### Exercise directions
Find every line in the listing below that contains the string "negative", matching case exactly, and copy each of those lines in full.

● ● ●

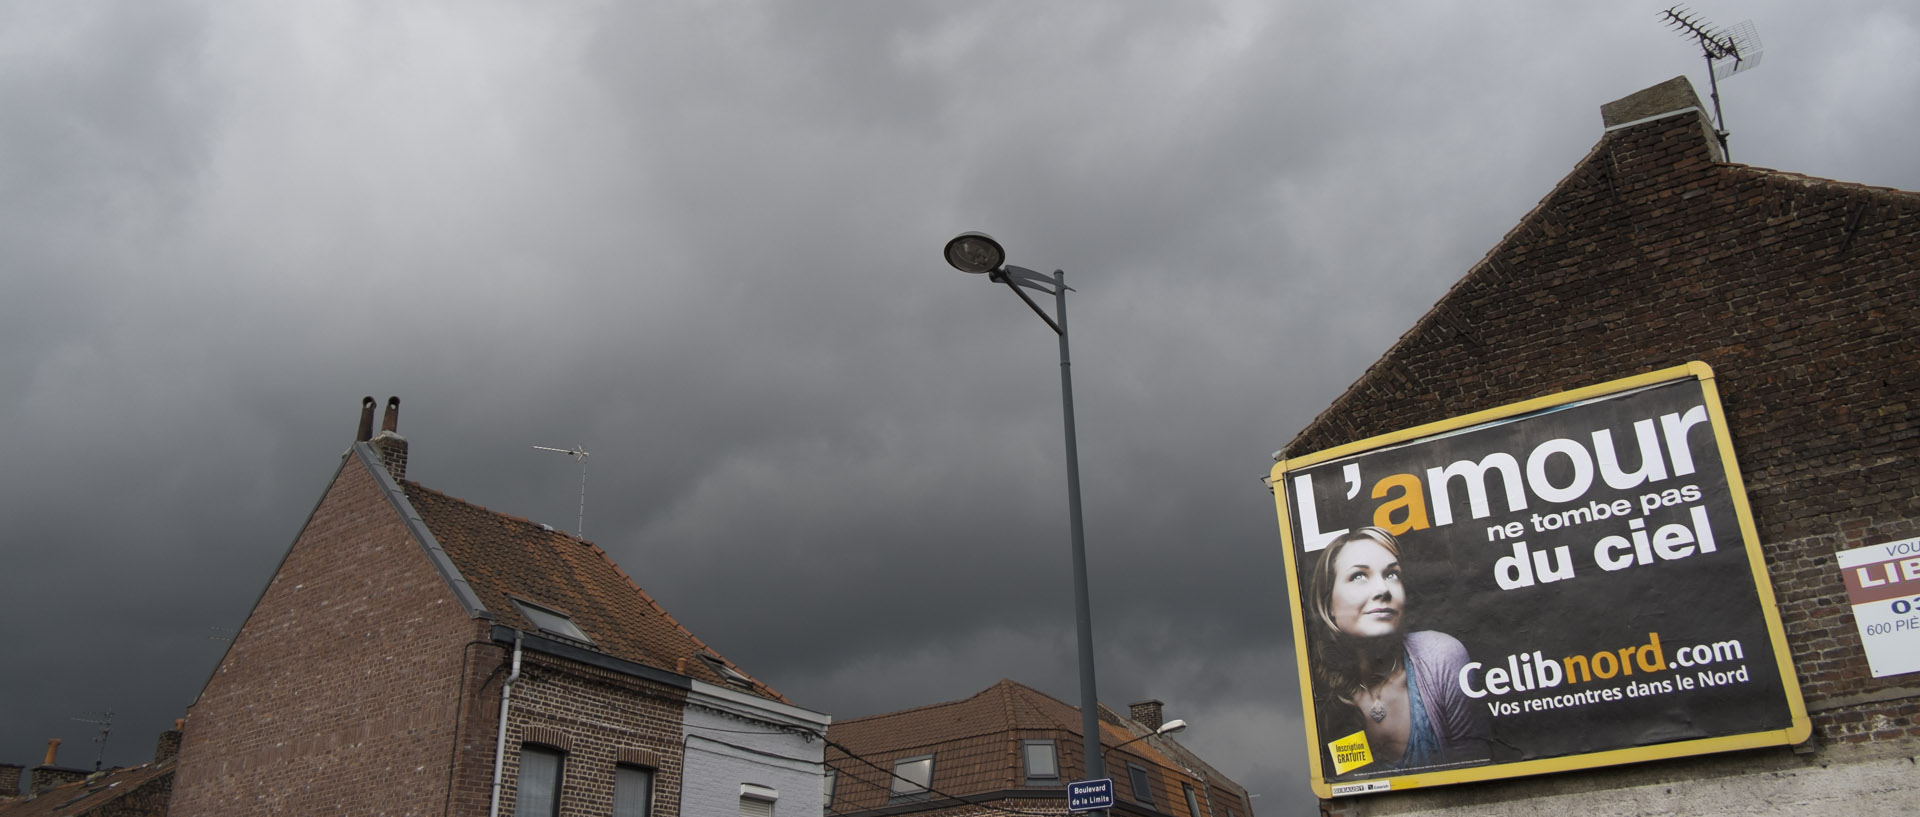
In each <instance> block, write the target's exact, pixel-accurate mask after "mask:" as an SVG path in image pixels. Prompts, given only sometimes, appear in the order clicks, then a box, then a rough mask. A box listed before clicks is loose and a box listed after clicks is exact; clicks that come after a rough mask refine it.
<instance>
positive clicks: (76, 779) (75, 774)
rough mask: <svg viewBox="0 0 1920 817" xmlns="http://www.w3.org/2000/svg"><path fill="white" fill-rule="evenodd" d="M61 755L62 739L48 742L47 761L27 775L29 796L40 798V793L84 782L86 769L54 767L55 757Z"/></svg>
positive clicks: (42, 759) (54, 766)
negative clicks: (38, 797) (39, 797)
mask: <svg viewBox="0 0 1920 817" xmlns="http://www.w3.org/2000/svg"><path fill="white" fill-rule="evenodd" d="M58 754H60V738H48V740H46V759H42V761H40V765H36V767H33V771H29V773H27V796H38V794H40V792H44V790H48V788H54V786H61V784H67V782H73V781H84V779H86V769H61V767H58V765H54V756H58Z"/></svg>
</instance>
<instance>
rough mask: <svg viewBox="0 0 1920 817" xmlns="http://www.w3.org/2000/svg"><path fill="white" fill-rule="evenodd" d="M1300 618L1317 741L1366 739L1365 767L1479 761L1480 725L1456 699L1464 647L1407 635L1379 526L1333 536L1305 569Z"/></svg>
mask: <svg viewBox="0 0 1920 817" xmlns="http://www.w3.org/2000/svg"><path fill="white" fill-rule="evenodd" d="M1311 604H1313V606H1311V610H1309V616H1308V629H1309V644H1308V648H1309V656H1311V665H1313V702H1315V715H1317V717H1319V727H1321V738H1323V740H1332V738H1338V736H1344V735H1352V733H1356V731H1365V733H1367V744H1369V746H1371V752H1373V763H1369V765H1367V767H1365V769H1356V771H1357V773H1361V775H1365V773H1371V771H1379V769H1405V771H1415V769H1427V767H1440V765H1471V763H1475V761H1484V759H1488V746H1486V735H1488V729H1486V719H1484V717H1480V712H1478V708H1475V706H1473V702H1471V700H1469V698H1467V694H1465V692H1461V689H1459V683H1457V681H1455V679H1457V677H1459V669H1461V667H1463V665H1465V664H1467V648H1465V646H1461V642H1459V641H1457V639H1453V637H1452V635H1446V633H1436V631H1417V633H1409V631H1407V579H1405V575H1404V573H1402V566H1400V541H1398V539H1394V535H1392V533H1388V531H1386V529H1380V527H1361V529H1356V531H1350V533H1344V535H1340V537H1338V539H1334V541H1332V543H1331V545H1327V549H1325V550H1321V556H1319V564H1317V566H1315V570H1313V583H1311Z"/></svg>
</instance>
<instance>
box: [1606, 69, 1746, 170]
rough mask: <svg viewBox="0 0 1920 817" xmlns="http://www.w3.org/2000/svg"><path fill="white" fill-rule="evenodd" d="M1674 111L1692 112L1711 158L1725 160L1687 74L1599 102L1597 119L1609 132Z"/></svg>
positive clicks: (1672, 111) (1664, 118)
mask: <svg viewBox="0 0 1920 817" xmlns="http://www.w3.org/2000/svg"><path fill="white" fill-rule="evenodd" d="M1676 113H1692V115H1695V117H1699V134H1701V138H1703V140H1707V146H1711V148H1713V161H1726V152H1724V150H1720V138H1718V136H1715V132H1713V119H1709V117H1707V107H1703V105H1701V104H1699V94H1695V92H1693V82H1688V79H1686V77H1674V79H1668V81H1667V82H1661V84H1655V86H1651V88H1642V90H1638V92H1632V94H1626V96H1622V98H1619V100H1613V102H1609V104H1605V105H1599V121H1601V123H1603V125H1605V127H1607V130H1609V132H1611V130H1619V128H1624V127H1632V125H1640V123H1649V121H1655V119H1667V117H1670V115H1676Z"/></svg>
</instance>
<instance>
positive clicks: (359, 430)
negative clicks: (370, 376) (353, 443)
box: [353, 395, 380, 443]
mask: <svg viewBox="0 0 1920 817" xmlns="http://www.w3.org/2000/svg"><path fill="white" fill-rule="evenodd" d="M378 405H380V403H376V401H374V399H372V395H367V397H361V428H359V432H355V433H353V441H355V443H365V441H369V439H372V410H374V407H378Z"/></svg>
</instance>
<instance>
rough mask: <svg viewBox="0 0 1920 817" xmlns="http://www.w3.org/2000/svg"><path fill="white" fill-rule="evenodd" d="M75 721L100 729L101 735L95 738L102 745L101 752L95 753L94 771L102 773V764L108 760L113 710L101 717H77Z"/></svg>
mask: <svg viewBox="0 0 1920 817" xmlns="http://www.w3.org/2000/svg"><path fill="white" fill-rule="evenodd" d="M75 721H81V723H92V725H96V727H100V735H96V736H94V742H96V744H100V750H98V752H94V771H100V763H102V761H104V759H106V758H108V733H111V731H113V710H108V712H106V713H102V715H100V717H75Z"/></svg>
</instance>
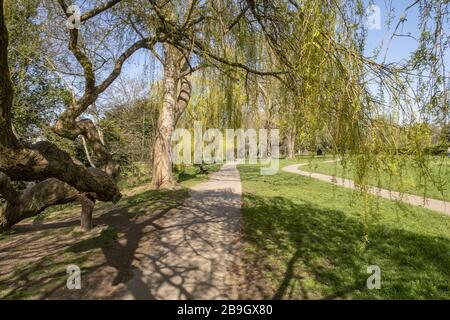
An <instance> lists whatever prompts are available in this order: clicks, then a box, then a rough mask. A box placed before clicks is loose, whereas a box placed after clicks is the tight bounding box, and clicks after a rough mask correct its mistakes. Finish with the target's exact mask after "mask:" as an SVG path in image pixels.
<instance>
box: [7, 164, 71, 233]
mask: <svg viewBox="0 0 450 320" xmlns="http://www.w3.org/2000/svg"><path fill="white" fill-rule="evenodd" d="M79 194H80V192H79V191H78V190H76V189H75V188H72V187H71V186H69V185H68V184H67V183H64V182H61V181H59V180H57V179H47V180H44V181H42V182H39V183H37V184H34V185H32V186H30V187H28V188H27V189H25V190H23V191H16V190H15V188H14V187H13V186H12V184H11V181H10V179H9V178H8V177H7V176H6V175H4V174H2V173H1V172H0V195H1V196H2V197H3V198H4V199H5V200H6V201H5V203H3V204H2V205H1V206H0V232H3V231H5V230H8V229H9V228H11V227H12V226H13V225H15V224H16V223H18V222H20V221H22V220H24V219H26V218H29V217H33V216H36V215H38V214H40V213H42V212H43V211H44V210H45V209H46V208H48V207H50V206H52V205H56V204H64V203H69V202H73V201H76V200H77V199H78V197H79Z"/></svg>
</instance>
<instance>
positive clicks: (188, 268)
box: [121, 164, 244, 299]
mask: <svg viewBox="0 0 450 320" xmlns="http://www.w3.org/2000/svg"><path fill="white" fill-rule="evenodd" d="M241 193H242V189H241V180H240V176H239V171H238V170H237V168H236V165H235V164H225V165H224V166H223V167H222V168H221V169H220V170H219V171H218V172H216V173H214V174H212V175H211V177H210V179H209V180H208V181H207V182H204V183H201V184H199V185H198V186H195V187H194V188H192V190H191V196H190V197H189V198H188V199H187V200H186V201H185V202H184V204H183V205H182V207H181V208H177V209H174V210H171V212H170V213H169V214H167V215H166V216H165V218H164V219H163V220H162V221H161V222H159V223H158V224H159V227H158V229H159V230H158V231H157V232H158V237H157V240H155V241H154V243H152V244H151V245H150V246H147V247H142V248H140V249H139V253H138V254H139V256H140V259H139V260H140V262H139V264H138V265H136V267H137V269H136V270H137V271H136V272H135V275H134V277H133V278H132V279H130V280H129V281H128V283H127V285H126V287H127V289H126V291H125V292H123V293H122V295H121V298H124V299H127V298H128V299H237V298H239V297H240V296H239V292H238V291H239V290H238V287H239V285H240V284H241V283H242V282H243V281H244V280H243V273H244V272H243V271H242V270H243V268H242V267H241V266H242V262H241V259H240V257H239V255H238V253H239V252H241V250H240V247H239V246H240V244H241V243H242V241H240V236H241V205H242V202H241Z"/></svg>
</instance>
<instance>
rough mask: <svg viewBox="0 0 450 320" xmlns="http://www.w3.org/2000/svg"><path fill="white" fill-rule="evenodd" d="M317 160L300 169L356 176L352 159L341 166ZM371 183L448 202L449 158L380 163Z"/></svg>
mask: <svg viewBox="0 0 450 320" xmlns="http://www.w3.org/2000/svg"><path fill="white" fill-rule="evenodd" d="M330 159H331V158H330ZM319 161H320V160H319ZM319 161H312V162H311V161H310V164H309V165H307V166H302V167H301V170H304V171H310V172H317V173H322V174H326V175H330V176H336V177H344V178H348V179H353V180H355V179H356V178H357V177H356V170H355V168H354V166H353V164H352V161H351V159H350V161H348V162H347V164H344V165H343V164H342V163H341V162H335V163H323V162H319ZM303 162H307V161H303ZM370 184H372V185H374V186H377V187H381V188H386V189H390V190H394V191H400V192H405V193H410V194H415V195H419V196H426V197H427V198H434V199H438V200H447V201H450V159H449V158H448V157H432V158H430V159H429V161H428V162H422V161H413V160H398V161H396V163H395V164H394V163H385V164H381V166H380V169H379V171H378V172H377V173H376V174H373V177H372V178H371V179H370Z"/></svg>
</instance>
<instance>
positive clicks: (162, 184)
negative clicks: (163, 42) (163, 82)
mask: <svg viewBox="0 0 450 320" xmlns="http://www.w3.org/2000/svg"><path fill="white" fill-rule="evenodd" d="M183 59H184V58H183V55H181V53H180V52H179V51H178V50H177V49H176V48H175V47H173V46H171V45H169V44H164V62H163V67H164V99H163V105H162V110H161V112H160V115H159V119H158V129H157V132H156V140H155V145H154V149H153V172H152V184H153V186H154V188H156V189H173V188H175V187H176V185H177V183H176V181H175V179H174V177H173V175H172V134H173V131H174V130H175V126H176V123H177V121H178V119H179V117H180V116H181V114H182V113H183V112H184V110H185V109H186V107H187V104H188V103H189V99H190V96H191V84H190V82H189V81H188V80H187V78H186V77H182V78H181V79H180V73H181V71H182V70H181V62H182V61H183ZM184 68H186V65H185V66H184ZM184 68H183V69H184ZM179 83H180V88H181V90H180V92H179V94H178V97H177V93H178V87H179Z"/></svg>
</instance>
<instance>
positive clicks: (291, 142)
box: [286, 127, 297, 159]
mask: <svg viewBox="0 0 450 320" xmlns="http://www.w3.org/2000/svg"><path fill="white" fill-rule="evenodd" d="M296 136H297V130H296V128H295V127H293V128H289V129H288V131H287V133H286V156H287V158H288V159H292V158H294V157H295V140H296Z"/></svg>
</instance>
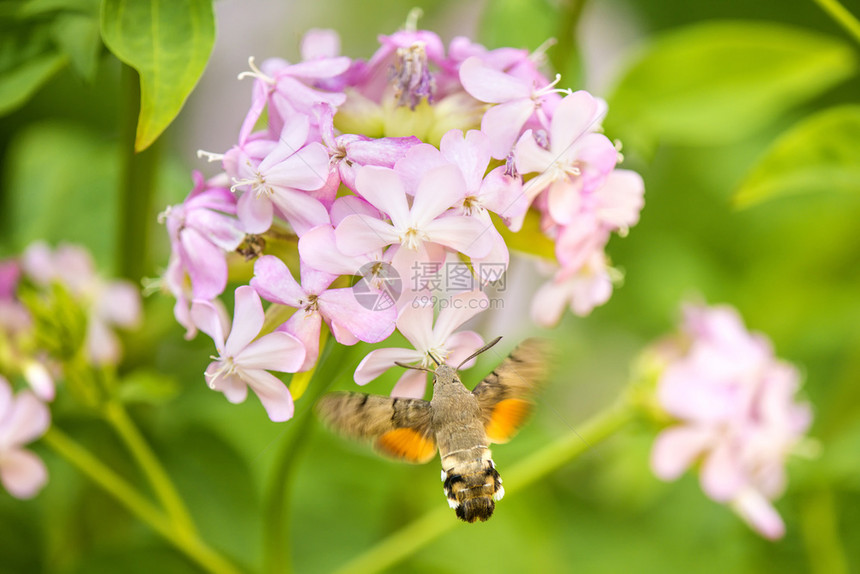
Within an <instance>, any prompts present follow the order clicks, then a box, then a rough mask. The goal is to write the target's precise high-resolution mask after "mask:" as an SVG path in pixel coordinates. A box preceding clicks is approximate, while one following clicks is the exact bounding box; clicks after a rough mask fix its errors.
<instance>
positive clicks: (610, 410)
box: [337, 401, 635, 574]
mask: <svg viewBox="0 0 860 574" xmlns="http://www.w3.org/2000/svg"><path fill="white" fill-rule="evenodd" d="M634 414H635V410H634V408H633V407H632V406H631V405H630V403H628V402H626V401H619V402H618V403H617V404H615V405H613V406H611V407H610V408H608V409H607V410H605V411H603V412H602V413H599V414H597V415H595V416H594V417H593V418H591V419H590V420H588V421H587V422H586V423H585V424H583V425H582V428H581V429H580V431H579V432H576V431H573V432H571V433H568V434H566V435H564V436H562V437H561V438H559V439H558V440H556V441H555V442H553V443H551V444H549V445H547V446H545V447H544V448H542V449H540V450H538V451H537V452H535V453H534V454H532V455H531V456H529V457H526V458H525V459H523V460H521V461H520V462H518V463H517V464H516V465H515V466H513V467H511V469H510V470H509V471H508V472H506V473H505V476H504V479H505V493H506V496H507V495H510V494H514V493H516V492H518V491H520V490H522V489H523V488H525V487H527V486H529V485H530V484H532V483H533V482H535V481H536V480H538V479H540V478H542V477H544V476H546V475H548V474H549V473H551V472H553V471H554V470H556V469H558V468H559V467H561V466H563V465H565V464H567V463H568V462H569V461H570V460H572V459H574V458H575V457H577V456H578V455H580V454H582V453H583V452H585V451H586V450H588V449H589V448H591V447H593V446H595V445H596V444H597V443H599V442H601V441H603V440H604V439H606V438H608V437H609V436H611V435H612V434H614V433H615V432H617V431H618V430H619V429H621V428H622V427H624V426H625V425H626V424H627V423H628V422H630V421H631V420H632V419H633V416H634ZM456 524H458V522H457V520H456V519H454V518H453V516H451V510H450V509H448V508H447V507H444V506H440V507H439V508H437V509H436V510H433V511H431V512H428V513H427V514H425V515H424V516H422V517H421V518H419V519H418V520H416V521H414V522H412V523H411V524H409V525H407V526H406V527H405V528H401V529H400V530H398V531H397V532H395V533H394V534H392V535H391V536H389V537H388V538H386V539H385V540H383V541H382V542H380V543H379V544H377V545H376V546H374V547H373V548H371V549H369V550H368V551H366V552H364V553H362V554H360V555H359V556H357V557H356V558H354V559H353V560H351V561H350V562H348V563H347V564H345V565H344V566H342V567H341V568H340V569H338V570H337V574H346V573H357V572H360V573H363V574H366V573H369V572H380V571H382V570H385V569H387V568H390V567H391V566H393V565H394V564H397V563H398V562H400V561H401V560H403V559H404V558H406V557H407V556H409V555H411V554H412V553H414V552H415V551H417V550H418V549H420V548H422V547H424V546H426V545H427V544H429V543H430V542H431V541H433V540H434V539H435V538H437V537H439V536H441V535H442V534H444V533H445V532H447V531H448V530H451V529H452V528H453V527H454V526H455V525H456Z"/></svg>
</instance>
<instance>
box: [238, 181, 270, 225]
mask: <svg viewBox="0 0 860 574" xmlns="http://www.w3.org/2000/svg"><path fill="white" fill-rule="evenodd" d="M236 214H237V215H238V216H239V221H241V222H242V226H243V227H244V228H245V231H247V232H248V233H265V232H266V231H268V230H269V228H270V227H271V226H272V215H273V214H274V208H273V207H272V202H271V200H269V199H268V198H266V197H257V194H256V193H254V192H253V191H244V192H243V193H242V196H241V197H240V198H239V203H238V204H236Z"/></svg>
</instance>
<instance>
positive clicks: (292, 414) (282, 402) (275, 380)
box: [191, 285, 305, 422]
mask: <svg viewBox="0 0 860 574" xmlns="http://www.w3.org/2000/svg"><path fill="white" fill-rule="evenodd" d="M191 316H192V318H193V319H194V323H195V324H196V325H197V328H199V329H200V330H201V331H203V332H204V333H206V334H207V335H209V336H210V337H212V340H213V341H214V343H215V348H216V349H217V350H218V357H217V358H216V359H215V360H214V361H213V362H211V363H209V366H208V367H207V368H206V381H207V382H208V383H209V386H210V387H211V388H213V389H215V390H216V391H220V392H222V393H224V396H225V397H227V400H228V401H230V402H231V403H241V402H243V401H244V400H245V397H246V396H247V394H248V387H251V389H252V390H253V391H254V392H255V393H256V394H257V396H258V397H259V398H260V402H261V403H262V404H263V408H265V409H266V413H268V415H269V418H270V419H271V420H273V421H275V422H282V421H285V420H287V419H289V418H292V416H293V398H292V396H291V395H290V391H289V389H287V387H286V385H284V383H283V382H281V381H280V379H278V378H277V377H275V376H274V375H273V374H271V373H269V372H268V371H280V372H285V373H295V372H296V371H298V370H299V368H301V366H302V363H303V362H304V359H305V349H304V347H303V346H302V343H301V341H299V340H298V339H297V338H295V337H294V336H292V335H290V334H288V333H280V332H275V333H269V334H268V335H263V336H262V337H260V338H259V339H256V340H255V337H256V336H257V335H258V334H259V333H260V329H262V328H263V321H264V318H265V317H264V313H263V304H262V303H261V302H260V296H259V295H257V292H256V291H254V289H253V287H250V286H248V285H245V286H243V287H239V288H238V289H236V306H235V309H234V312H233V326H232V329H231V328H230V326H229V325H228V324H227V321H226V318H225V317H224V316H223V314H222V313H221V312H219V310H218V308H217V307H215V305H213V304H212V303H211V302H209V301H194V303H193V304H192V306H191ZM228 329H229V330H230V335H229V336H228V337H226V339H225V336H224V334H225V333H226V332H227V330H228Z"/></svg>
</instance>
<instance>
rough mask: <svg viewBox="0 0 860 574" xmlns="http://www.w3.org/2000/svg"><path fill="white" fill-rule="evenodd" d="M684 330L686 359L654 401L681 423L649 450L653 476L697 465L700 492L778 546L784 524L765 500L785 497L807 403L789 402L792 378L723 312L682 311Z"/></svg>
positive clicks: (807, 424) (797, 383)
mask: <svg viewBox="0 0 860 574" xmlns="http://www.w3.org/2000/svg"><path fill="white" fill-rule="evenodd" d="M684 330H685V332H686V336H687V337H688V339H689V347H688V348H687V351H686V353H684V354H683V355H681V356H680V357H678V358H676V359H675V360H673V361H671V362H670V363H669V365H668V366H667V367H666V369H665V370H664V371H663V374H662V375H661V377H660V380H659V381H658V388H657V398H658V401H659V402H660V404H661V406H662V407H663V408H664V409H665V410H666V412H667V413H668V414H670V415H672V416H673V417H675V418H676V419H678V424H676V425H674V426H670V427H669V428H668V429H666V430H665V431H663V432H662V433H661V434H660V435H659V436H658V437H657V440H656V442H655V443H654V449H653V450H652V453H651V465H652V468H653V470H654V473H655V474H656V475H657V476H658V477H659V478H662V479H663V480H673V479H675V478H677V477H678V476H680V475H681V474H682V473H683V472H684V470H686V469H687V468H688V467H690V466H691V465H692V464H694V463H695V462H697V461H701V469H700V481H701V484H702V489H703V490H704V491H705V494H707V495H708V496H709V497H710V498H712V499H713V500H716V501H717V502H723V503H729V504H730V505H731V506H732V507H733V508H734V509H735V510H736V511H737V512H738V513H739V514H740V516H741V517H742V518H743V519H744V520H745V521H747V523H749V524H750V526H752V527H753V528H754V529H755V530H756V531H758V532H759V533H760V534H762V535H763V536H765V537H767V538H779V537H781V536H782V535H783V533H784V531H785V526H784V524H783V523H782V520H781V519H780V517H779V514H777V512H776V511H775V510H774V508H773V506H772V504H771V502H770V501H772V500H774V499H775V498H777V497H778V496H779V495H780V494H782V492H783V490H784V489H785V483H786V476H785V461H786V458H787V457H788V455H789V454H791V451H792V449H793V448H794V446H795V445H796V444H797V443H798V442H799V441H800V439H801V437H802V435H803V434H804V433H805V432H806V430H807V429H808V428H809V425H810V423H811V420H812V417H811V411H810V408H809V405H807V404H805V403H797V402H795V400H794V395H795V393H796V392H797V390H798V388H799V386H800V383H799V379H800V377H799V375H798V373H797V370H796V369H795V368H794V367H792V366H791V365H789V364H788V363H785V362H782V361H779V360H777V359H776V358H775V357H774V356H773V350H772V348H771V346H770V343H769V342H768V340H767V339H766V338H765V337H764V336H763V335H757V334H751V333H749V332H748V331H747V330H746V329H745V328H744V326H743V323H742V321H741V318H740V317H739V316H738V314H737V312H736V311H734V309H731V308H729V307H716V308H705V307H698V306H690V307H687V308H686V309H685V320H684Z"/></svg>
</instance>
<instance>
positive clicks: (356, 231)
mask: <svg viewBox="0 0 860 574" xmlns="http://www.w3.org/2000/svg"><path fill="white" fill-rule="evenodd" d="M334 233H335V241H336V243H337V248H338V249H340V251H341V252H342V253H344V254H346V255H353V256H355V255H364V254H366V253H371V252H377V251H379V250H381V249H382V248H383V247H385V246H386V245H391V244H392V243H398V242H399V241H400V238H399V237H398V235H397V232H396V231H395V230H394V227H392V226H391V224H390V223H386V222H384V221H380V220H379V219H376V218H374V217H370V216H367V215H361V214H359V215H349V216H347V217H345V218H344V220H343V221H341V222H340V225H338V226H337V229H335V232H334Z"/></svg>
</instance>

● ● ●

### Response
negative clicks: (38, 797) (39, 797)
negative clicks: (370, 376) (353, 443)
negative clicks: (163, 42) (163, 82)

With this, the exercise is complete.